> EXERCISE DESCRIPTION
Go through the entries below and work out how many lines include "Where"; give only that number.
[[ DATA FOR PROCESSING open ]]
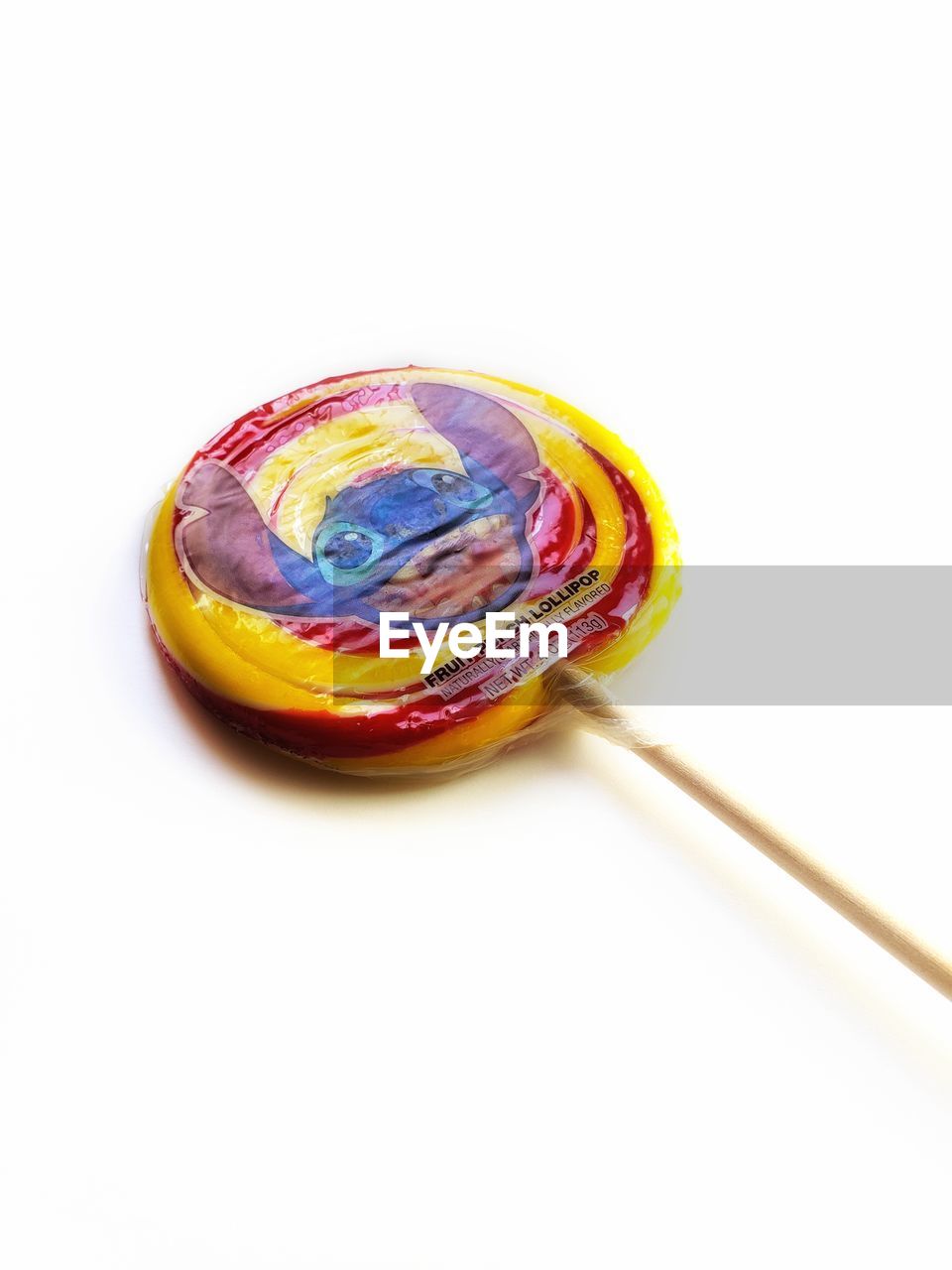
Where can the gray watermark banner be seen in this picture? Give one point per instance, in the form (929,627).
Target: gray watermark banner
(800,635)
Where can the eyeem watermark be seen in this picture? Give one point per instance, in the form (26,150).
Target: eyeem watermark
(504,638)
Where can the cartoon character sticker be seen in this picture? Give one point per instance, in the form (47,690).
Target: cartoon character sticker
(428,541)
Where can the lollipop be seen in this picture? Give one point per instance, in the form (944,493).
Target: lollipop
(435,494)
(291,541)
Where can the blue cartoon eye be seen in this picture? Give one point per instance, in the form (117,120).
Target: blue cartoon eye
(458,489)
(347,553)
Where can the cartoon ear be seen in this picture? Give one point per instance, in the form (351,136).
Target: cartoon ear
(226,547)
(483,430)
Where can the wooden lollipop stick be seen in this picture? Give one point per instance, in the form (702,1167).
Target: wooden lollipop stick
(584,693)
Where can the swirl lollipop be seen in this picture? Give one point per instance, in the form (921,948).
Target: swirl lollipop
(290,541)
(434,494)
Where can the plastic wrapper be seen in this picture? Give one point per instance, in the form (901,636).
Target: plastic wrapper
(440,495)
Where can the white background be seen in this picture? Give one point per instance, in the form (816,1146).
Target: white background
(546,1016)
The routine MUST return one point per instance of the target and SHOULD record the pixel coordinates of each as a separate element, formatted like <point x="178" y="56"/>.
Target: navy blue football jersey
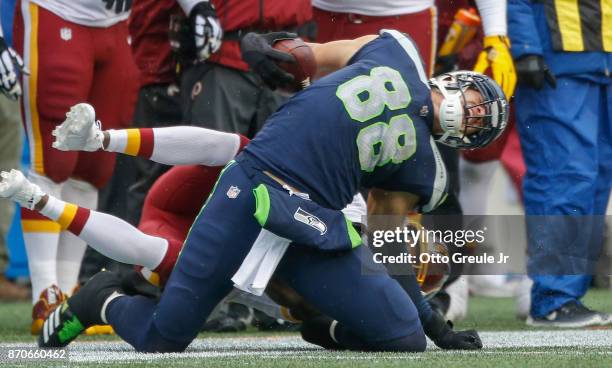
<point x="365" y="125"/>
[[ DATA FOR PROCESSING closed ]]
[[ DATA FOR PROCESSING open ]]
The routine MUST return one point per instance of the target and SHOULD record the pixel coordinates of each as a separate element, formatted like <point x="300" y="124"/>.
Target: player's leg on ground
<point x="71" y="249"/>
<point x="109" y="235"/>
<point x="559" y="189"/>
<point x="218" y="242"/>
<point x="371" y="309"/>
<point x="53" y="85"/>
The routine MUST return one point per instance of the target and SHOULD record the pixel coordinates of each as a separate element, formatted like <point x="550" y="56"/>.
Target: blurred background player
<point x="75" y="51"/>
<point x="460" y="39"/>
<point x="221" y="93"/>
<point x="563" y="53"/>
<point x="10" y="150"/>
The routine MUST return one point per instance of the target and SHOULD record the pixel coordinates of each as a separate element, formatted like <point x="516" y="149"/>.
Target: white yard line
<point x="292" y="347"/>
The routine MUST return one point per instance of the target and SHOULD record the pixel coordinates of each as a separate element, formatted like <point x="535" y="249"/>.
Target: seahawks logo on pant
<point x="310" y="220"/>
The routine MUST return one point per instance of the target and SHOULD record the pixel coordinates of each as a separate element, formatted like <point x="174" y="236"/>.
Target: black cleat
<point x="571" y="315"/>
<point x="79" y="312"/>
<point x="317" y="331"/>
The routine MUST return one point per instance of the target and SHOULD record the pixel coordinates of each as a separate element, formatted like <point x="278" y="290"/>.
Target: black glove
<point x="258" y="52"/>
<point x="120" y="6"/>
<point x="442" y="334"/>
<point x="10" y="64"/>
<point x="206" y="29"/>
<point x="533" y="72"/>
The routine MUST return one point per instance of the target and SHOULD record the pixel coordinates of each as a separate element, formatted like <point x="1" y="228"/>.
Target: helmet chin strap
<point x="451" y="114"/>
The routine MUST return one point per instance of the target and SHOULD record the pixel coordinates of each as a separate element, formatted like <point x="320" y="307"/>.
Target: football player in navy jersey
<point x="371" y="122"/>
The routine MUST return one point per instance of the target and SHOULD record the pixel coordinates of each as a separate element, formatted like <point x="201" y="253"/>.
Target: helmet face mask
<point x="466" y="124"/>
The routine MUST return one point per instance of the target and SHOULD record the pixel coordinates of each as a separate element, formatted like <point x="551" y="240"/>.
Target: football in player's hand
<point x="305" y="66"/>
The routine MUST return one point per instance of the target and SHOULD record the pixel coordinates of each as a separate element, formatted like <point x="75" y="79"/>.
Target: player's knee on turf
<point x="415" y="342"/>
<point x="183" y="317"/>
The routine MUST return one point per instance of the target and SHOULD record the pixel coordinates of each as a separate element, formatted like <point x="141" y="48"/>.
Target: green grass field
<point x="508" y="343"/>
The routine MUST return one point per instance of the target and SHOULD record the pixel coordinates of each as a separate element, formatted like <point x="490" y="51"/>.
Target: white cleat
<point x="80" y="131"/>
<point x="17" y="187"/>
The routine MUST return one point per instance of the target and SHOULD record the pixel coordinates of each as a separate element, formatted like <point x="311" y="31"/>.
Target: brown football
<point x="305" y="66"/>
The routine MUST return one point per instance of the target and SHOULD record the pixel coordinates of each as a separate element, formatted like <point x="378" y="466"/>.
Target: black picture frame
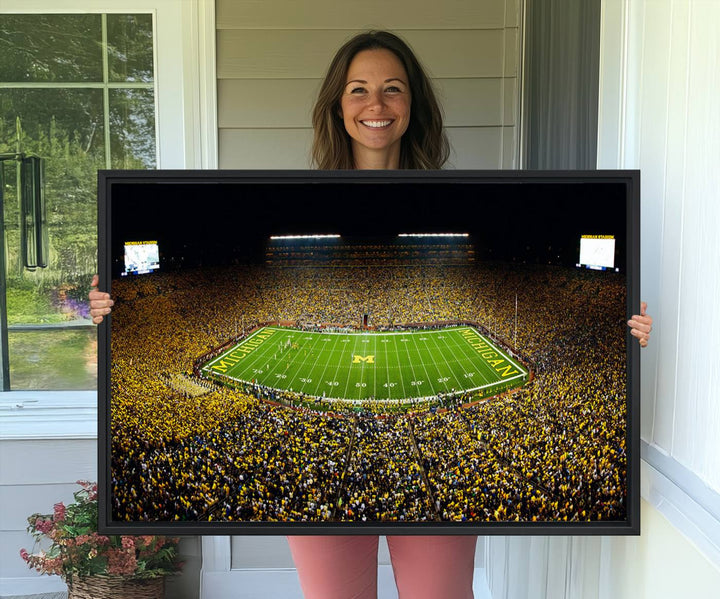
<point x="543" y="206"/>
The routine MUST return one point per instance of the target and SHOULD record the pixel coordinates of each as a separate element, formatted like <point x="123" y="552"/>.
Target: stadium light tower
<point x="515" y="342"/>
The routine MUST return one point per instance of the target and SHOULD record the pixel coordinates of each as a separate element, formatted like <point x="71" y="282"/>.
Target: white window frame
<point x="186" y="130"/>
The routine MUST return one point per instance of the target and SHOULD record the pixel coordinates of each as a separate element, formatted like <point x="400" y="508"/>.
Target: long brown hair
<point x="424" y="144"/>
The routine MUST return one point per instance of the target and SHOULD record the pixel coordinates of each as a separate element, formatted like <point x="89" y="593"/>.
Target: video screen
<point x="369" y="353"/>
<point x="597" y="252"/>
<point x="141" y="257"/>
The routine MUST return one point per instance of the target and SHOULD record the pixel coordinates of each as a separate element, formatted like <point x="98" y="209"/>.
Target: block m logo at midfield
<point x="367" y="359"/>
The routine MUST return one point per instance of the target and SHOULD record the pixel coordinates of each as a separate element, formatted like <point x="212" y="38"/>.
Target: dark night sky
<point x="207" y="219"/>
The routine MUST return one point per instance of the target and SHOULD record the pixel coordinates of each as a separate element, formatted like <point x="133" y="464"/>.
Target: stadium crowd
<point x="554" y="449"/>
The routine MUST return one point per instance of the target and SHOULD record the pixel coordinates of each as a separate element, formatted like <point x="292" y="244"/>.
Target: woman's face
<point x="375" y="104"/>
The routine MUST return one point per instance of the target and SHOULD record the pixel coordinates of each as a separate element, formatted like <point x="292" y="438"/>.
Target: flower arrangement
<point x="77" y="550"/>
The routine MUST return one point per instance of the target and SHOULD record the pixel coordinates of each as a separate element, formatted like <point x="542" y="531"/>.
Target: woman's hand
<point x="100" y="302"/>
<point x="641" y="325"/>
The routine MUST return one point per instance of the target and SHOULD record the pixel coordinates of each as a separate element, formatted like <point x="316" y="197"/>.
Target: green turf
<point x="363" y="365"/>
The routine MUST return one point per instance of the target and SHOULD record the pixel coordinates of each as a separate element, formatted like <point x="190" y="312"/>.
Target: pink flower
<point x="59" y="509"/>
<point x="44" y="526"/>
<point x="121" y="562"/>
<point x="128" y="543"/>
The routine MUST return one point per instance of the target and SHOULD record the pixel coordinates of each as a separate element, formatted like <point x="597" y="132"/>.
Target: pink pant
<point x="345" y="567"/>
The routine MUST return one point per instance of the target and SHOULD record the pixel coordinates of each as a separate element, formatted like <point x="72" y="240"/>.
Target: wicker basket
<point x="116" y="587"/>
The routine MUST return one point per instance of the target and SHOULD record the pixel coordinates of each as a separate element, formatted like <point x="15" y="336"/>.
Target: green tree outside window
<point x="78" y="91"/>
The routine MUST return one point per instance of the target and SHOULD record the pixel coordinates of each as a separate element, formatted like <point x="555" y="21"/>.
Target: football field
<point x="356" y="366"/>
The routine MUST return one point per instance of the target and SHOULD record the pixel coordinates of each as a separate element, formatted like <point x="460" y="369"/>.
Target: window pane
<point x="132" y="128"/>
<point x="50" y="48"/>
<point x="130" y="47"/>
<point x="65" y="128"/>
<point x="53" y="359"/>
[[ DATA FOR PROCESSING closed ]]
[[ DATA FOR PROCESSING open ]]
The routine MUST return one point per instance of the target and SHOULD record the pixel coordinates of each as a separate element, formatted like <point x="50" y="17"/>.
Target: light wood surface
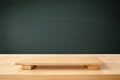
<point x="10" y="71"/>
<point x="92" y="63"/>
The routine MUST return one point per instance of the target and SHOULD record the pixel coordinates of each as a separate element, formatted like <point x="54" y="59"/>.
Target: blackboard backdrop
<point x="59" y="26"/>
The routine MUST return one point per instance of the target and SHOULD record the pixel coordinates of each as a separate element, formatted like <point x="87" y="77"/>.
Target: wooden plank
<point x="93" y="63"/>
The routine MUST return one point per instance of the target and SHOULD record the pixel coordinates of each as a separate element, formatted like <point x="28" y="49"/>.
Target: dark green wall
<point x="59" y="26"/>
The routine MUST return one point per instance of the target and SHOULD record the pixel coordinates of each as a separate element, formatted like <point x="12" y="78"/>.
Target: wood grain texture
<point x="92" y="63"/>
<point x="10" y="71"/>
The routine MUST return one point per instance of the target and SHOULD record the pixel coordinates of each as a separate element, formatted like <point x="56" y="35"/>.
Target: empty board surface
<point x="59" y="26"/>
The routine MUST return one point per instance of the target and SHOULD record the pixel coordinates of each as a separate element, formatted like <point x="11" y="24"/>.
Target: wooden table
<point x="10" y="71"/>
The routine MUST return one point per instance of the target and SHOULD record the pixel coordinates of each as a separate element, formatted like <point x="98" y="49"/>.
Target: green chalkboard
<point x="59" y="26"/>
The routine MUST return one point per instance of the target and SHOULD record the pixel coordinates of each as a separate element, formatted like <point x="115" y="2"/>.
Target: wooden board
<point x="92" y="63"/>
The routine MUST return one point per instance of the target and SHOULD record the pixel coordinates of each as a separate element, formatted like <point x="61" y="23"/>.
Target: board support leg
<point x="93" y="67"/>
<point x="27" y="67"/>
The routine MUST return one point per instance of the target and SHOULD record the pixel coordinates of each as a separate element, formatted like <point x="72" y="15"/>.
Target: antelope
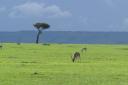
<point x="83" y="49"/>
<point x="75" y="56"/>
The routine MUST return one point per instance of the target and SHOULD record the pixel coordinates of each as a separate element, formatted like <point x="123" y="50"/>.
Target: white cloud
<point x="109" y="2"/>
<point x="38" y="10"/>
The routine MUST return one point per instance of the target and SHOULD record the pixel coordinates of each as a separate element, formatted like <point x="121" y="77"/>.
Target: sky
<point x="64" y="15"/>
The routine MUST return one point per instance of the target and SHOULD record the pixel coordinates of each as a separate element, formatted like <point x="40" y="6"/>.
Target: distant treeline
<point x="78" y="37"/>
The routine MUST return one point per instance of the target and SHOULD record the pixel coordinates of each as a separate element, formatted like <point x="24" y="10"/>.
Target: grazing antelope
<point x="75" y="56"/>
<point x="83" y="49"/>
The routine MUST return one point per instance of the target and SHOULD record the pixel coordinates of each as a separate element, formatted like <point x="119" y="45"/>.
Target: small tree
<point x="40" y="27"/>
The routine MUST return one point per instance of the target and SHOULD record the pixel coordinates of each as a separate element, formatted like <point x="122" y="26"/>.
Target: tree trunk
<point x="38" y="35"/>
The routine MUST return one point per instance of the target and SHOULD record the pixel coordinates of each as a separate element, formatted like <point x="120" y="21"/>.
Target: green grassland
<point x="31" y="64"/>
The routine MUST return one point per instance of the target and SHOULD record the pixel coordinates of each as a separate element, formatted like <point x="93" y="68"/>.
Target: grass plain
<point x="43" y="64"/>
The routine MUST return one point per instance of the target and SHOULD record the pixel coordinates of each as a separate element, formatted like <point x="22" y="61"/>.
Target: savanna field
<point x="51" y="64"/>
[[ DATA FOR PROCESSING closed ]]
> OUTPUT OF THE TASK
10